In this article we will seek to look into whether there is indeed any truth in their claim that they follow the Ahlubayt (a.s).  The simplest way to do so is to see if there exists any direct correlation between the practices of the Imams (a.s) from the Ahlulbayt (a.s) and the teachings of the so called 'Ahl Sunnah'.  Whilst the Ahl Sunnah scholars will vigorously insist that they do, the ground reality is very different, and we will evidence that their teachings are in direct conflict with those of the Prophet Muhammad (saw) and the blessed Ahlulbayt (a.s) that thus undermines their claims of adhering to the two weighty things.  The harsh truth is rather than adhere to blessed Imams (a.s) they are aloof from them, that has in consequence caused them to be led astray, a direct consequence of their failure to adhere to Hadeeth Thaqlain (Two weighty things) to the letter. Historically speaking the only group that have been confirmed to have followed the guidance of Imam Alee (a.s) and the Imams (a.s) of the Ahlulbayt (a.s) are the Shias. Even our opponents have attested this reality. 


The Shiee are those who follow Alee (a.s).

Source: Mu'jam Al-Ta'rifaat Pg. # 111.


The Shiee are those who follow Imam Alee (a.s) exclusively. They claim that his Imamah (leadership) and Caliphate was by explicit statement (of the Prophet) and testament, whether openly or secretly, and they believe that Imamah (leadership) will never leave his offspring.

Source: Al-Milal wa Nihal. Vol. 1, Pg. # 144.

Ibn Khaldun:

Know that the word “Shiee” linguistically means “companions” and “followers”. This phrase has been applied in the language of the jurists and the philosophers, from the later and early generations, to the followers of Imam Alee (a.s) and his offspring (a.s).

# # # # #

* WHAT THIS EXERCISE ASKS:
1) Answer these questions from the article on following the Ahlulbayt:
(a) What does the article call the simplest way to test whether the claim is true?
(b) Which source and page are given for the definition saying the Shiee follow Imam Alee (a.s) exclusively?
(c) According to Ibn Khaldun, what does the word "Shiee" mean linguistically?
2) Write the next paragraph of the article on following the Ahlulbayt, starting after its last sentence.

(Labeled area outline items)
# # # # #

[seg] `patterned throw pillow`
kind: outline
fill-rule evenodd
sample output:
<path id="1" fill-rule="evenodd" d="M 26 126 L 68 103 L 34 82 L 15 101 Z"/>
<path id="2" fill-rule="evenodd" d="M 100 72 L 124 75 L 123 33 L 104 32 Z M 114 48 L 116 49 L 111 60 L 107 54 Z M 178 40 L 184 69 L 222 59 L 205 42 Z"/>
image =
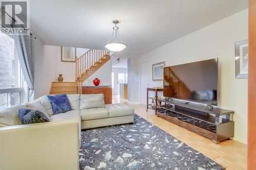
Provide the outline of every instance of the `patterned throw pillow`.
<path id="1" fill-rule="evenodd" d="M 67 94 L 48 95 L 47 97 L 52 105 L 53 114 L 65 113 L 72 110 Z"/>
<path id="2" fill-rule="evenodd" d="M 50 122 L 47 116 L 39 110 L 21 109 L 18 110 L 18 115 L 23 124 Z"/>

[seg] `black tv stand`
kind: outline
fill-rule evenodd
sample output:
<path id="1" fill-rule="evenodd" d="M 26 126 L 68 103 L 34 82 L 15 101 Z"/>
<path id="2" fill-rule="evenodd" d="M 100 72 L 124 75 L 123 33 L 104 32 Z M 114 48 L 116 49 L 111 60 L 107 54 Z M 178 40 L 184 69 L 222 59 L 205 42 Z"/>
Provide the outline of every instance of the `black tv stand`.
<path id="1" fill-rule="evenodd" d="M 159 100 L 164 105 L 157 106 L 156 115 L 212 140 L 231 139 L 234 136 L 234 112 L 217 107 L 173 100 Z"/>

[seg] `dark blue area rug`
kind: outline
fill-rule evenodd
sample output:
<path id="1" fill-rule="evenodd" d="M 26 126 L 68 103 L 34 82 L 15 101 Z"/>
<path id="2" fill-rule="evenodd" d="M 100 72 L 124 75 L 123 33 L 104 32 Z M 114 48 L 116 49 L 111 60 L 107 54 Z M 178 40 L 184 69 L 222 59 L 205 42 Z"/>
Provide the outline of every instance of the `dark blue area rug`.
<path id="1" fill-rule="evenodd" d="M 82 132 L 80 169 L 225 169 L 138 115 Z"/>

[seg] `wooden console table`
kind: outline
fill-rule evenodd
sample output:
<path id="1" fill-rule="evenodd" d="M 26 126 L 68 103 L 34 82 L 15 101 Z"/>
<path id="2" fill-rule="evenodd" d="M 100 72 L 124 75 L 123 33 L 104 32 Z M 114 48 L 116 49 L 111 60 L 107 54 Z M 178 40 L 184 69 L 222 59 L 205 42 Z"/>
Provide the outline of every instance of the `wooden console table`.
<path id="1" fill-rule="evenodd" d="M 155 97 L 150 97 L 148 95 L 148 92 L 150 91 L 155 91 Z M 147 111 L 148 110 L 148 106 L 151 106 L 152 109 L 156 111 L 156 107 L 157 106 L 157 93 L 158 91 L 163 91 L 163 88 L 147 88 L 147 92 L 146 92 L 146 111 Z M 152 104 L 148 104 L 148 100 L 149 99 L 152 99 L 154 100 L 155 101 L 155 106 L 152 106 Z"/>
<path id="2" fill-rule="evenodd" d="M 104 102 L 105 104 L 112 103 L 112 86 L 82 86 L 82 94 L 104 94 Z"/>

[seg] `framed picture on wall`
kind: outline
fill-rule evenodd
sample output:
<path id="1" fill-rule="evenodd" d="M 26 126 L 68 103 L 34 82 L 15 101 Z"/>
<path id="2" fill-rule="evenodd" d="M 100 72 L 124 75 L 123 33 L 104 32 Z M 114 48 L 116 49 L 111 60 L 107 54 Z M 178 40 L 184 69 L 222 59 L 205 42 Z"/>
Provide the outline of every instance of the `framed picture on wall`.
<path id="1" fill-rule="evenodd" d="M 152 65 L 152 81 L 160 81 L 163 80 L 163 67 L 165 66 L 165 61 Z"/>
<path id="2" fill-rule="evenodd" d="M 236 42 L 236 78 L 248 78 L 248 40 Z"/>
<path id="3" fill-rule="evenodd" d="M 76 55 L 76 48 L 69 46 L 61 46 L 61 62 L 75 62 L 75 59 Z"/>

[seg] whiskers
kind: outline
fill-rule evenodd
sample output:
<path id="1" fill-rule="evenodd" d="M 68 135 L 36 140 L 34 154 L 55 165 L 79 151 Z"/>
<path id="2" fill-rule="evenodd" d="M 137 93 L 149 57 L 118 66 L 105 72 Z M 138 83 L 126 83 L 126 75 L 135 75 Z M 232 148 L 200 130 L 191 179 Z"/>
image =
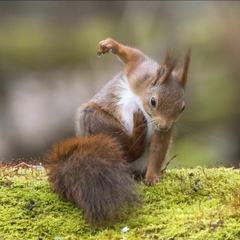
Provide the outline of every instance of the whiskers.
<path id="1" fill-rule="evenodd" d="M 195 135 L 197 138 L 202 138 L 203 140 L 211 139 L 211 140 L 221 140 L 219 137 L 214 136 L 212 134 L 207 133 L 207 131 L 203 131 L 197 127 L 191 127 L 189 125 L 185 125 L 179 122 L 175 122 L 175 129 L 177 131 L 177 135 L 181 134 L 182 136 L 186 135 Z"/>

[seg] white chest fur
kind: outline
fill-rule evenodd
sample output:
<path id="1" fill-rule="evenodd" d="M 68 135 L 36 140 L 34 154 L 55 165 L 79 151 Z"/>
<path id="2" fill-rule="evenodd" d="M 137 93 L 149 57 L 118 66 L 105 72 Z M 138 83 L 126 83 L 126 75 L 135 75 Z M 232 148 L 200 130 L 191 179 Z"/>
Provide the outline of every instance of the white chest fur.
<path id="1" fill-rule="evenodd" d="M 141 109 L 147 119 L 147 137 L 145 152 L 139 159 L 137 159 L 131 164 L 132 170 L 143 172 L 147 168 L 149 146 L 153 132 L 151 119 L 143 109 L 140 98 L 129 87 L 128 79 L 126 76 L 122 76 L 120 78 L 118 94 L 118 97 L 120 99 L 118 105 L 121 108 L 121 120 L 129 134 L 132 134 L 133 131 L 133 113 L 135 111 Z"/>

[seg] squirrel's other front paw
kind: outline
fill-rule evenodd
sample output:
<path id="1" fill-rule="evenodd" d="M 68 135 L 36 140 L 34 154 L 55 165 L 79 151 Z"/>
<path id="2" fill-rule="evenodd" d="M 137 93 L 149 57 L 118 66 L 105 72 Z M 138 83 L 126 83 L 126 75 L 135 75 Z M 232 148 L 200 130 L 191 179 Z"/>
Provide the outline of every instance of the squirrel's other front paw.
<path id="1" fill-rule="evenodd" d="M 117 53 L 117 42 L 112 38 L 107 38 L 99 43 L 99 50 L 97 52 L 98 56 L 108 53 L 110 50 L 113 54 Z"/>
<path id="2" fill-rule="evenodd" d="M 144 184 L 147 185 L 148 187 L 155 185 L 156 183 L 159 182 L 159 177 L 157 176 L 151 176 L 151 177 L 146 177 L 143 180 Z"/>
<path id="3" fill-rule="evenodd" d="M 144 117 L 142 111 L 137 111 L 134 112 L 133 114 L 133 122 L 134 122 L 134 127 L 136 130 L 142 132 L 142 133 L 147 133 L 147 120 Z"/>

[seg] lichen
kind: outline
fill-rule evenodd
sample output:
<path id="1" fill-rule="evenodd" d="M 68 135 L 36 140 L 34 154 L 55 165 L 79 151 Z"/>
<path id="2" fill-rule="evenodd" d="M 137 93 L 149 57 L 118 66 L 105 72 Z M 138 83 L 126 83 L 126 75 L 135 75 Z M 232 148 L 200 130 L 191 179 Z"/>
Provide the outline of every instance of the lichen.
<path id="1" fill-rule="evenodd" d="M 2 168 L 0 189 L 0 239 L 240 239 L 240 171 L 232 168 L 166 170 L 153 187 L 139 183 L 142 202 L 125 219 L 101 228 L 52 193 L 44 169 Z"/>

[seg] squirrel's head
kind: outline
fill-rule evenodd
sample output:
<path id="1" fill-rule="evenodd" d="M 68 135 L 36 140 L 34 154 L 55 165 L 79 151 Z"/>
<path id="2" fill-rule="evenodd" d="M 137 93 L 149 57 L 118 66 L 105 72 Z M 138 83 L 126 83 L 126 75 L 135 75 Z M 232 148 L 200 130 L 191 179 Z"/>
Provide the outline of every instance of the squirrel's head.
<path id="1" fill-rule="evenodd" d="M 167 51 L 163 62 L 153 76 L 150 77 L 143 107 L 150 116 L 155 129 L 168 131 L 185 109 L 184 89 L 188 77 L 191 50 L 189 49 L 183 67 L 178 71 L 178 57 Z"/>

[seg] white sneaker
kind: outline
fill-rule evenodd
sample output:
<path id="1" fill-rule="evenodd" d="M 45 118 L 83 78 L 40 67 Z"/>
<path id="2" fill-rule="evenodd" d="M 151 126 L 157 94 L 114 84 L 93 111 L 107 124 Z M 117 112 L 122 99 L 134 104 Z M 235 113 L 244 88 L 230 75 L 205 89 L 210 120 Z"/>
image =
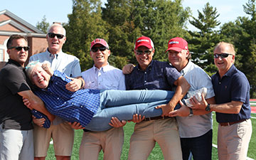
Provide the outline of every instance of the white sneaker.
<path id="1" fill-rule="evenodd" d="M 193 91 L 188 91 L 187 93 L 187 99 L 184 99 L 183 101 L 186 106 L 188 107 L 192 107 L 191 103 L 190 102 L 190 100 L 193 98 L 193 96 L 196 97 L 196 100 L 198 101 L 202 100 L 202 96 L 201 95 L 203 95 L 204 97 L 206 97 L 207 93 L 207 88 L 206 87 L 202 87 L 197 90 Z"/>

# # # # #

* RESULTS OF THE TASKS:
1)
(a) Seeing whether there is any direct correlation between the practices of the Imams (a.s) from the Ahlulbayt (a.s) and the teachings of the so-called 'Ahl Sunnah'.
(b) Al-Milal wa Nihal, Vol. 1, Pg. # 144.
(c) "Companions" and "followers".

2)
Source: Muqaddama Ibn Kaldun. Vol. 1, Pg. # 373.

This reality is confirmed when one looks at the books of the Shiee and those of the so called Ahl al-Sunnah. The Shiee books are filled almost entirely with narrations from and through the Imams of the Ahlulbayt (peace and blessing be upon them all), through Imam Alee (a.s), to Prophet Muhammad (saw) directly or indirectly. We will examine the positions of the Ahlulbayt (a.s) on a few issues from the so called Sunni books.


The four Sunni Imams disagreed on whether to recite Bismillah in Salah or not. Imam Malik the founder of the Maliki school rejected it completely in the obligatory prayers while Aboo Hanifah and Ahmad ibn Hanbal allowed it but only silently. Imam Shafi allowed it loudly in loud prayers however silently in silent prayers.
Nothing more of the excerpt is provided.